═══ Supplied records

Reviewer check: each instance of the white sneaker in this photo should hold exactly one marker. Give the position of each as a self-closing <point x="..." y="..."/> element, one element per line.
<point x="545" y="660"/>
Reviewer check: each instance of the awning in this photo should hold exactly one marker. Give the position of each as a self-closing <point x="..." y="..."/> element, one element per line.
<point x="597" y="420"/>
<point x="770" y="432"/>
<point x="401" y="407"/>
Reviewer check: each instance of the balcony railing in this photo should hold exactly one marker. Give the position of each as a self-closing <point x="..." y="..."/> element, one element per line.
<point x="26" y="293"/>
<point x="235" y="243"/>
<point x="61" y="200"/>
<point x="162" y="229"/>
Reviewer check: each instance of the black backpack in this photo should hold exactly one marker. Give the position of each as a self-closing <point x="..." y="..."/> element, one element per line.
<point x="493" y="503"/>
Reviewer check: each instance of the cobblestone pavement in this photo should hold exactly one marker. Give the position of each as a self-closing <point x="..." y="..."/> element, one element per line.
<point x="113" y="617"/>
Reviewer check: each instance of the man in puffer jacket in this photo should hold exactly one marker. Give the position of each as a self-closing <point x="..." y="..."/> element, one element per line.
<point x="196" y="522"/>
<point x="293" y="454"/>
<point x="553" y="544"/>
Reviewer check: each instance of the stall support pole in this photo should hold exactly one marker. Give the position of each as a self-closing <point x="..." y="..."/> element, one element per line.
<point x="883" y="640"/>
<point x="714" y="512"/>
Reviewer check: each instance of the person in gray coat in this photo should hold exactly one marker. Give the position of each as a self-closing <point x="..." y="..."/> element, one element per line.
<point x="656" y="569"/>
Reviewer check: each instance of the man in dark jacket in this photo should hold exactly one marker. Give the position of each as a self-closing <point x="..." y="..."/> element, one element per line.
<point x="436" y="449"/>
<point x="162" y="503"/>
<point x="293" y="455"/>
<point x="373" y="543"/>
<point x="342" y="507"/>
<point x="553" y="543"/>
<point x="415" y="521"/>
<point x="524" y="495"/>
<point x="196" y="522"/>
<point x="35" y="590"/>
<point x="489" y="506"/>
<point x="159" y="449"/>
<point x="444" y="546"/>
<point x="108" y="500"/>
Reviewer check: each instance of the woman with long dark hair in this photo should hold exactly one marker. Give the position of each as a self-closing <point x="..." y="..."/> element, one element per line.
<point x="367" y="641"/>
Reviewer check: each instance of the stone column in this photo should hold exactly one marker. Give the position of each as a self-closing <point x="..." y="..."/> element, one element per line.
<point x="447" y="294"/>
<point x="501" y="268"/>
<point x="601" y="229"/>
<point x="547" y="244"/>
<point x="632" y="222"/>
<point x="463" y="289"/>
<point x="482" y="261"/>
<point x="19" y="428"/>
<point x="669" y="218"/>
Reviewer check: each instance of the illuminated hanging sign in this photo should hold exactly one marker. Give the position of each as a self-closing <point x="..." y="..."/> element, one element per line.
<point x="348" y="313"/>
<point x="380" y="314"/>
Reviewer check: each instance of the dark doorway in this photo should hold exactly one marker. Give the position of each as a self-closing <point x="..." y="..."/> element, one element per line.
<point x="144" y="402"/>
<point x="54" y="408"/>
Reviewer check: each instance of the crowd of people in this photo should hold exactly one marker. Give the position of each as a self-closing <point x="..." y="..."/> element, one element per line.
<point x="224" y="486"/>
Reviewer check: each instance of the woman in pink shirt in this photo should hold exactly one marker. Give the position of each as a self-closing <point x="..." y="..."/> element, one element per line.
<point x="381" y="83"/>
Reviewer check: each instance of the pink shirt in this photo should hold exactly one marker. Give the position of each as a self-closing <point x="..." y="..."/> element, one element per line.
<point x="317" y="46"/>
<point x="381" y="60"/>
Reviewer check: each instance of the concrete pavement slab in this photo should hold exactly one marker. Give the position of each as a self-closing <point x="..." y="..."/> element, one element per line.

══════

Only the lines from the line with "Reviewer check: each instance of the pink" to the final line of the entries are to be returned, each exactly as written, both ends included.

Reviewer check: each instance of the pink shirt in this photo should hold exactly one marker. Give the position of each as a self-closing <point x="..." y="..."/> element, one element per line.
<point x="317" y="46"/>
<point x="381" y="60"/>
Reviewer check: each instance of the concrete pavement slab in this photo should hold exactly one marker. Give the position of each as a self-closing <point x="..." y="..."/> element, one element per line.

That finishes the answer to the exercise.